WHAT TO DO: Transcribe every line of the records verbatim.
## Begin
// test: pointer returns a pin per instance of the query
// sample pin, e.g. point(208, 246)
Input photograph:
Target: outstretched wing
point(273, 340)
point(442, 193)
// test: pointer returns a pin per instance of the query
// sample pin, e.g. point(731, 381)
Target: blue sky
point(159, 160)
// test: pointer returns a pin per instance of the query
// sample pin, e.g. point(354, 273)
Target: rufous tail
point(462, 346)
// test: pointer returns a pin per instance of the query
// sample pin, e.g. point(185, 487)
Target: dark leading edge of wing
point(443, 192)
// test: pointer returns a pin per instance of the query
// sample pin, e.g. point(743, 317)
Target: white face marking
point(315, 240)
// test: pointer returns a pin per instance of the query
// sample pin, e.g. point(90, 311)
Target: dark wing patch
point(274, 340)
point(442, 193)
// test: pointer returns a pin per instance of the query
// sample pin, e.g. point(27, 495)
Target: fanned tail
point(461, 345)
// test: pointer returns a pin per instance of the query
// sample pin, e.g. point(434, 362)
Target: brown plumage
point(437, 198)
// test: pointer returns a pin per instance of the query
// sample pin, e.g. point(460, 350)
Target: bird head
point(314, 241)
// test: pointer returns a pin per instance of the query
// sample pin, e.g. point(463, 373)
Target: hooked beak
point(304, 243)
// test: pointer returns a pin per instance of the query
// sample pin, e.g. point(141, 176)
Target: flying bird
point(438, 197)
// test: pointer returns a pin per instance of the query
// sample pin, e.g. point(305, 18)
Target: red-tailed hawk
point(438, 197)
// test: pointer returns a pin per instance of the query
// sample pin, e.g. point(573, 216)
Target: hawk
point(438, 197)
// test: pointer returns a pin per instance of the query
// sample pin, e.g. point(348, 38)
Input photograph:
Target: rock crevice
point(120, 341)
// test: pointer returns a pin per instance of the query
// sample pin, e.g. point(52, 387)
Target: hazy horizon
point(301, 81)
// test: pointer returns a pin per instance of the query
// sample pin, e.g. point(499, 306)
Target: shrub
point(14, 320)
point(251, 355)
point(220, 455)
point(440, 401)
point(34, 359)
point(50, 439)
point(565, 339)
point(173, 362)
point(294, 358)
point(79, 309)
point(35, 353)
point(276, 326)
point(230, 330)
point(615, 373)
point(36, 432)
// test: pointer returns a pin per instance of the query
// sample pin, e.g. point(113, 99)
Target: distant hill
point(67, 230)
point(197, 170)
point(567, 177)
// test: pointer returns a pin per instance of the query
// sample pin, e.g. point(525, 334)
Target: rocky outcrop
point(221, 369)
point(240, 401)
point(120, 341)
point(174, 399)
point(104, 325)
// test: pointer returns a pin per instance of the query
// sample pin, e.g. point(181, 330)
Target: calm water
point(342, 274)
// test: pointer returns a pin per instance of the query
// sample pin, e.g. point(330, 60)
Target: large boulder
## End
ANSWER:
// test: pointer returns a pin per instance of the query
// sample pin, e.g. point(208, 246)
Input photograph:
Target: outstretched wing
point(273, 340)
point(442, 193)
// test: pointer returns a pin per instance of the query
// sample pin, e.g. point(731, 381)
Target: blue sky
point(159, 160)
// test: pointer returns a pin per instance of the query
// sample pin, e.g. point(354, 273)
Target: rufous tail
point(462, 346)
// test: pointer returns a pin per instance of the query
// sample pin, e.g. point(185, 487)
Target: dark leading edge of wing
point(443, 192)
// test: pointer returns a pin per instance of the query
// sample pin, e.g. point(743, 317)
Target: white face marking
point(315, 240)
// test: pointer returns a pin per instance of the query
// sample pin, e.g. point(90, 311)
Target: dark wing patch
point(274, 340)
point(442, 193)
// test: pointer returns a pin per instance of the query
// sample pin, e.g. point(27, 495)
Target: fanned tail
point(461, 345)
// test: pointer returns a pin per instance of the query
// sample pin, e.g. point(434, 362)
Target: brown plumage
point(437, 198)
// test: pointer returns a pin per instance of the query
// sample pin, e.g. point(460, 350)
Target: bird head
point(314, 241)
// test: pointer returns a pin per instance of the query
// sample pin, e.g. point(463, 373)
Target: hooked beak
point(304, 243)
// test: pointer returns a pin per instance of the query
// sample pin, e.g. point(141, 176)
Target: flying bird
point(438, 197)
// test: pointer returns a pin per instance of the query
// sample pin, e.g. point(305, 18)
Target: red-tailed hawk
point(438, 197)
// test: pointer returns a pin per instance of the query
// sample pin, e.g. point(573, 216)
Target: hawk
point(438, 197)
// test: pointer returns a pin per instance of the query
// sample pin, e.g. point(348, 38)
Input photograph:
Target: rock crevice
point(120, 341)
// test: pointer returns a pin per instance of the query
// sample pin, e.g. point(52, 387)
Target: hazy horizon
point(301, 81)
// test: pointer returns a pin per instance of the query
// sample pin, e.g. point(499, 306)
Target: shrub
point(14, 320)
point(251, 355)
point(220, 455)
point(440, 401)
point(34, 359)
point(50, 439)
point(565, 339)
point(173, 362)
point(294, 358)
point(79, 309)
point(35, 353)
point(276, 326)
point(230, 330)
point(615, 373)
point(36, 432)
// test: pointer returns a pin per instance of the query
// sample pin, e.g. point(113, 99)
Target: distant hill
point(67, 230)
point(197, 170)
point(567, 177)
// test: pointer returns a pin per instance of the query
// sample pin, e.g. point(525, 334)
Target: rocky outcrop
point(221, 369)
point(240, 401)
point(120, 341)
point(174, 399)
point(104, 325)
// test: pointer returns a pin per instance of the query
// sample pin, e.g. point(181, 330)
Target: calm water
point(342, 274)
// test: pointer returns a pin per instance of the query
// sample pin, e.g. point(330, 60)
Target: large boulder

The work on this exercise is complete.